• [Data for this exercise]:

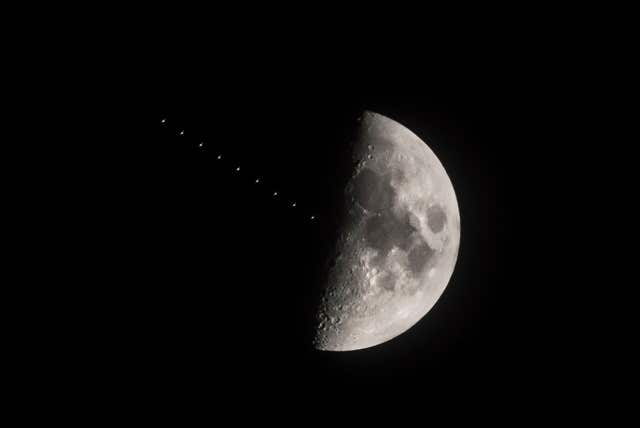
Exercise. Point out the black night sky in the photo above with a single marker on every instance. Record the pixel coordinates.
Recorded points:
(208, 279)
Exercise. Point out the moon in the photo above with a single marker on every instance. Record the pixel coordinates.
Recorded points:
(398, 242)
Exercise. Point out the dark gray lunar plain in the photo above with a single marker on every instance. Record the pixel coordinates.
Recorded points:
(398, 245)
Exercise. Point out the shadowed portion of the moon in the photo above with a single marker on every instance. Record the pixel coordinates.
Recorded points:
(373, 192)
(419, 256)
(436, 218)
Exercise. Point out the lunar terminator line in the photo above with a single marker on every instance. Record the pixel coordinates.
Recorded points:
(398, 243)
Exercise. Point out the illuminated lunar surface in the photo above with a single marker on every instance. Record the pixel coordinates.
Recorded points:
(398, 243)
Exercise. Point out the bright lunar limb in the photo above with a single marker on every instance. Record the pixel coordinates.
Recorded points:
(398, 243)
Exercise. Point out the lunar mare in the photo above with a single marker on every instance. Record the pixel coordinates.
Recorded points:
(398, 244)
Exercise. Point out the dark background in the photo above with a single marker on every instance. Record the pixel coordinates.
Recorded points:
(227, 271)
(193, 281)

• [Required task]:
Write out every line above word for word, leaving out the pictures.

• [Task response]:
Exercise. Point out the black night sky in the photo above with a single marker on every instance. Record the pixel coordinates.
Recorded points:
(208, 279)
Exercise. Point out the moon in the photo above with a single marker on every instance. Record the pixel coordinates.
Recorded points:
(398, 242)
Exercise. Point out the dark gray lunar plain in the photo above with a single marker on every instance. Record the pixel coordinates.
Recorded points:
(398, 245)
Exercise. Point out the shadowed portion of the moon in the photo above with a single marker on every instance. Record the pixel coordinates.
Recorded points:
(373, 192)
(419, 256)
(436, 218)
Exercise. Point out the lunar terminator line in the photo above with a single marker on every instance. Record the pixel coordinates.
Recorded points:
(398, 243)
Exercise. Point out the illuminated lunar surface in the photo above with a single marker on every instance. Record the pixel coordinates.
Recorded points:
(398, 243)
Exercise. Point out the bright lunar limb in the photo above with a single marker on every instance. Record the pixel coordinates.
Recorded points:
(398, 243)
Exercise. Point out the lunar mare in the photo above with a single marker on every instance. Record the pixel coordinates.
Recorded points:
(398, 244)
Exercise. Point out the dark background in the photo above with a single marker on every instance. Record the pixel coordinates.
Recorded points:
(227, 271)
(193, 281)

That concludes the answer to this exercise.